## Task statement
Every entry below is to be copied exactly as written.

-*-*-

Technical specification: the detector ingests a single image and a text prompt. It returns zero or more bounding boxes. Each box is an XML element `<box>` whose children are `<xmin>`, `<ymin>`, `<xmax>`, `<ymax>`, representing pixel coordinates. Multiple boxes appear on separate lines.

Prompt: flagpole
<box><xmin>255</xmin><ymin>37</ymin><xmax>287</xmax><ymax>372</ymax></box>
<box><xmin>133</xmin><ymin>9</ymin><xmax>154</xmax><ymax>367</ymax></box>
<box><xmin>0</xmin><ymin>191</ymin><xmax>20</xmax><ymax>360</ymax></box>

-*-*-

## Written answer
Technical specification: the detector ingests a single image and a text prompt. It returns zero or more bounding boxes. Each box is an XML element `<box>` whose children are `<xmin>`, `<ymin>`, `<xmax>`, `<ymax>`, representing pixel coordinates. Multiple boxes appear on separate lines.

Prompt: flagpole
<box><xmin>255</xmin><ymin>37</ymin><xmax>287</xmax><ymax>372</ymax></box>
<box><xmin>133</xmin><ymin>9</ymin><xmax>154</xmax><ymax>367</ymax></box>
<box><xmin>0</xmin><ymin>191</ymin><xmax>20</xmax><ymax>360</ymax></box>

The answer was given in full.